Start Material to process

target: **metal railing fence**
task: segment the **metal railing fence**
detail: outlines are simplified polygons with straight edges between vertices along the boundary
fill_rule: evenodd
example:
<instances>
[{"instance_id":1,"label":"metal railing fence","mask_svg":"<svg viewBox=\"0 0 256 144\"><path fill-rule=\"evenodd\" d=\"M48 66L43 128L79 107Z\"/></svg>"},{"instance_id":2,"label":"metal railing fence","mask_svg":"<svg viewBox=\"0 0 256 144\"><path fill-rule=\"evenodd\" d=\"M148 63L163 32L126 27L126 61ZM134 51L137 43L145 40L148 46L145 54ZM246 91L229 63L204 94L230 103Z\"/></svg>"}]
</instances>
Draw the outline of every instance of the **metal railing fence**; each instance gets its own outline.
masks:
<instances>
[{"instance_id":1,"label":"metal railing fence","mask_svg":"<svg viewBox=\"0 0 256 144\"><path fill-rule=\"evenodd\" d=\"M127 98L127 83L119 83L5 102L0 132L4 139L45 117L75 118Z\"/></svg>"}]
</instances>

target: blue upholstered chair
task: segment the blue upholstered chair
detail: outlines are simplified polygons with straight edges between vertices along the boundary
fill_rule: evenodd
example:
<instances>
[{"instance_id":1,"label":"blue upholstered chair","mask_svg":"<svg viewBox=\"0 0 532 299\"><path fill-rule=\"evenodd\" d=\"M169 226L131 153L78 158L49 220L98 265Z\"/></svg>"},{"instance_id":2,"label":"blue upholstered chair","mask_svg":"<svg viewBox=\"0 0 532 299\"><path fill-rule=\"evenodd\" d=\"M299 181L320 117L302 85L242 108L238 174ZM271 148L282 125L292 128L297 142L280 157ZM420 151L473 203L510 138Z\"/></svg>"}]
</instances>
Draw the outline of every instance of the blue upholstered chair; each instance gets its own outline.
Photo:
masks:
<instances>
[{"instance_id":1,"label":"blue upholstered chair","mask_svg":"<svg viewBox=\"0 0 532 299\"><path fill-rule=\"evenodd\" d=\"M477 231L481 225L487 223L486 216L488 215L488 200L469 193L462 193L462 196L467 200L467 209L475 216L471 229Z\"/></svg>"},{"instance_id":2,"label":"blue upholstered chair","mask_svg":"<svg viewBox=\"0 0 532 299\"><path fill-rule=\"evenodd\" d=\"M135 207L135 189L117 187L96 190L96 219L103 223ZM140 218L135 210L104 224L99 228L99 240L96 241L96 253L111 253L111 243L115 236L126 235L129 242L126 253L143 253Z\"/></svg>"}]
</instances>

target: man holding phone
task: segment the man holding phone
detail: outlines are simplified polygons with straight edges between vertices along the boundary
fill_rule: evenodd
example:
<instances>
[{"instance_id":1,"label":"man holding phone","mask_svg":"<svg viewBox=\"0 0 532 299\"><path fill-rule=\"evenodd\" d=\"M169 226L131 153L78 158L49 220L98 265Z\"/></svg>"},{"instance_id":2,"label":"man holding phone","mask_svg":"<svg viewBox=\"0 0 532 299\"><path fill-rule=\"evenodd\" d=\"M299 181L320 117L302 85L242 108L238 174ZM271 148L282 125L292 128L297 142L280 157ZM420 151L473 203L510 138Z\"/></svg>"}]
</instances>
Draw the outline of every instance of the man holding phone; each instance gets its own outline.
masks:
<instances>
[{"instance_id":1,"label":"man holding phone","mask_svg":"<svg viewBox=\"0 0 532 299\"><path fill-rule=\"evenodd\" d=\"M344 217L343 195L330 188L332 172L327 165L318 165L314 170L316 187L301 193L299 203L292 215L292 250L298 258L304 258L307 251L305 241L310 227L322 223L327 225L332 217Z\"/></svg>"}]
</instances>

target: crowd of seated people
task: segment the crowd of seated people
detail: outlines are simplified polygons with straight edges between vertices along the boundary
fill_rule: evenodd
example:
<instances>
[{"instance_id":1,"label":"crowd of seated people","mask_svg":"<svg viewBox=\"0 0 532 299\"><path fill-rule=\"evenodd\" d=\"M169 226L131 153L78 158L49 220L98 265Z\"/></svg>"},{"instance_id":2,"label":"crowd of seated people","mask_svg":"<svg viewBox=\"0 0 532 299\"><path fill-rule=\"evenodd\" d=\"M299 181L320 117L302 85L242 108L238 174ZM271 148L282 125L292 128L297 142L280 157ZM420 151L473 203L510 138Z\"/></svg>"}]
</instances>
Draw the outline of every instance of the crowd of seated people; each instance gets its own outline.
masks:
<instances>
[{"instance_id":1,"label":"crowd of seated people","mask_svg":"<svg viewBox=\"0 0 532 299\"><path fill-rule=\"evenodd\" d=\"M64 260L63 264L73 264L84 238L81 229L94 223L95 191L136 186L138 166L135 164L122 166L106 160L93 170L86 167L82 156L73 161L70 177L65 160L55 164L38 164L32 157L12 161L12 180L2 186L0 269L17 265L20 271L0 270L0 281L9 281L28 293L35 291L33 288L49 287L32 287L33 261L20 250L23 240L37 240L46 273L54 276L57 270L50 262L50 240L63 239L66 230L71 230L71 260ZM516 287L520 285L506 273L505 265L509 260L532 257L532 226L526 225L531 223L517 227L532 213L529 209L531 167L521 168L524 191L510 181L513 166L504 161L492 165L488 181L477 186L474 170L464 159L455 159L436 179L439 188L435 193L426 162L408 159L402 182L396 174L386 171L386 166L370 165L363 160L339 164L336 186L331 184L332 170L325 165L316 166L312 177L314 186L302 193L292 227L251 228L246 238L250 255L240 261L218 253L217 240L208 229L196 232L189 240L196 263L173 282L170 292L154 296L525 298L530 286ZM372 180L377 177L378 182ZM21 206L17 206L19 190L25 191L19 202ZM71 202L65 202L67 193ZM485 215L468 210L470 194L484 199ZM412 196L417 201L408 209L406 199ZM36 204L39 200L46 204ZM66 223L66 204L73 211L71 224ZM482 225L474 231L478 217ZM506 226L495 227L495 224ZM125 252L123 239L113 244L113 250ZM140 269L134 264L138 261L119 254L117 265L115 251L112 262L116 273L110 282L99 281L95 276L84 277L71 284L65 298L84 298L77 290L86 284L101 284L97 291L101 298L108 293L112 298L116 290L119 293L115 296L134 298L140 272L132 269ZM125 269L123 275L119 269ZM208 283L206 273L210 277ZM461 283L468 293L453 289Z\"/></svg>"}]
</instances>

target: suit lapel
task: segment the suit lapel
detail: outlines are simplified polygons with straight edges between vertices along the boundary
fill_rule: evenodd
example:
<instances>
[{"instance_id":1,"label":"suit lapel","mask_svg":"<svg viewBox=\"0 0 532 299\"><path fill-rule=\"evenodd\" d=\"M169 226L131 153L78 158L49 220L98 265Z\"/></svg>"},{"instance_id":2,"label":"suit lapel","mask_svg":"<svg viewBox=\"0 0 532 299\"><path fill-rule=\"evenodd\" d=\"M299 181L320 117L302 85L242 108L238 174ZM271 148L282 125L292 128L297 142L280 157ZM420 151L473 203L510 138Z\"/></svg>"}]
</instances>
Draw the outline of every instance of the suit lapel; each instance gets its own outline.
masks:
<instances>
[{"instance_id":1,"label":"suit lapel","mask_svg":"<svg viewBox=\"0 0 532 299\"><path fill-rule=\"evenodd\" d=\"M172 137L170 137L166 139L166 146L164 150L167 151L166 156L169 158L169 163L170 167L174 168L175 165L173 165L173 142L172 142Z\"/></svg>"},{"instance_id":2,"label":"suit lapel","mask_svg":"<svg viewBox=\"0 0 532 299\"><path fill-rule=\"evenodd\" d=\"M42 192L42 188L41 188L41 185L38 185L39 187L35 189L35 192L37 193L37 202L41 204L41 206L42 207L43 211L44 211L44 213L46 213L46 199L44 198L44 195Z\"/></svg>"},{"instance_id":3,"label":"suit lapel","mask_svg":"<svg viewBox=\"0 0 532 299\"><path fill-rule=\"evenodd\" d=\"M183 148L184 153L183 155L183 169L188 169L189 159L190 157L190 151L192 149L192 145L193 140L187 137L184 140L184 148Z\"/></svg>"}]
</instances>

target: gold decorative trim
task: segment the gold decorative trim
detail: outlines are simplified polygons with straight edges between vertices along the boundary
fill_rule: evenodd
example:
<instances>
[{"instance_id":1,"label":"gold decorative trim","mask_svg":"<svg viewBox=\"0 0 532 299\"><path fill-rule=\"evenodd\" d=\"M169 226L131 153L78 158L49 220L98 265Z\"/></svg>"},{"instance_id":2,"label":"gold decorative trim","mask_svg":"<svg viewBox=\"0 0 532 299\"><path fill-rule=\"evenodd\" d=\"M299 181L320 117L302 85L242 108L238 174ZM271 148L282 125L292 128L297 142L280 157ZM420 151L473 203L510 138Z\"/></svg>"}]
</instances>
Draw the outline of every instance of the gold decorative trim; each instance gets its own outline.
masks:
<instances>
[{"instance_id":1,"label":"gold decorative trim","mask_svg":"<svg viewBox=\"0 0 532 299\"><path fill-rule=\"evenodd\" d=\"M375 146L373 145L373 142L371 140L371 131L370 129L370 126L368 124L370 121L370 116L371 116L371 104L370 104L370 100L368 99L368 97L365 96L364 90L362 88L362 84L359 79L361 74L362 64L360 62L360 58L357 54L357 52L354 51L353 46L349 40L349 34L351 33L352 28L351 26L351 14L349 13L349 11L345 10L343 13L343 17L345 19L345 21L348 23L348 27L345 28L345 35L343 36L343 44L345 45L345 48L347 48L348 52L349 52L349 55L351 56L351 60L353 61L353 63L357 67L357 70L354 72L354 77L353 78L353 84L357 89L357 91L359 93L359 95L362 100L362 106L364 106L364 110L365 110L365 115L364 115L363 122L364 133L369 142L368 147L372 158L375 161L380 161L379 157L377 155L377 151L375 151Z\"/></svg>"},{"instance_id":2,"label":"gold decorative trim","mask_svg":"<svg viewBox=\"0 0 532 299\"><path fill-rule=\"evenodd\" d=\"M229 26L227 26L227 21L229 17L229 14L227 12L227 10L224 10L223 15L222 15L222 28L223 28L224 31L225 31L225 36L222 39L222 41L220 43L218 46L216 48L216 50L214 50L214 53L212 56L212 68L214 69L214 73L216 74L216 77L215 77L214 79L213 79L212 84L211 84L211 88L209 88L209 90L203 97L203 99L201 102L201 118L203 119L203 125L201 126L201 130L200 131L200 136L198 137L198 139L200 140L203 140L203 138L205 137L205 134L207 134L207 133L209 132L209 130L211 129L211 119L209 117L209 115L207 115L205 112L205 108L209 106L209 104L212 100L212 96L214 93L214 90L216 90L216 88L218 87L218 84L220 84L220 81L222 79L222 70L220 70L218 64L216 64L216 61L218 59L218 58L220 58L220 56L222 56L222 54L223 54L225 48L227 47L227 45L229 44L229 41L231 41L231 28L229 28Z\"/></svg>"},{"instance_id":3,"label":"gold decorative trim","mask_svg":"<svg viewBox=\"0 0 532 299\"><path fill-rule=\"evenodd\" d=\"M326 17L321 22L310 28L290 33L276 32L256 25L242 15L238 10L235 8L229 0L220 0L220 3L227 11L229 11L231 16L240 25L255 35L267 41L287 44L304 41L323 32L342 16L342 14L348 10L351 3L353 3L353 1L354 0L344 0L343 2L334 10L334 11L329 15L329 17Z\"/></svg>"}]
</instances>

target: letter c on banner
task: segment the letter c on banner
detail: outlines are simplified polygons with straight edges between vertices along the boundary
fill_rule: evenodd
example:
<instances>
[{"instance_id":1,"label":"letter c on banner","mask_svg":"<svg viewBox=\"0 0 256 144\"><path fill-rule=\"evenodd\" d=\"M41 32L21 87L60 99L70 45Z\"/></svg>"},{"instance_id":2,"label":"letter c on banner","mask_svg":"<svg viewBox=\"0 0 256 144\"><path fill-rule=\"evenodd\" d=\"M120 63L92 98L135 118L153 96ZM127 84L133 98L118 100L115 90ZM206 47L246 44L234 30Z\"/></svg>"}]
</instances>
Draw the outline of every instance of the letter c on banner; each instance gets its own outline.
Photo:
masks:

End Material to process

What needs to be done: Locate each line in the rows above that contains the string "segment", treating uppercase and lowercase letters as distinct, and copy every such line.

Output below:
task: segment the **metal railing fence**
task: segment the blue upholstered chair
task: segment the man holding phone
task: segment the crowd of seated people
task: segment the suit lapel
task: segment the gold decorative trim
task: segment the letter c on banner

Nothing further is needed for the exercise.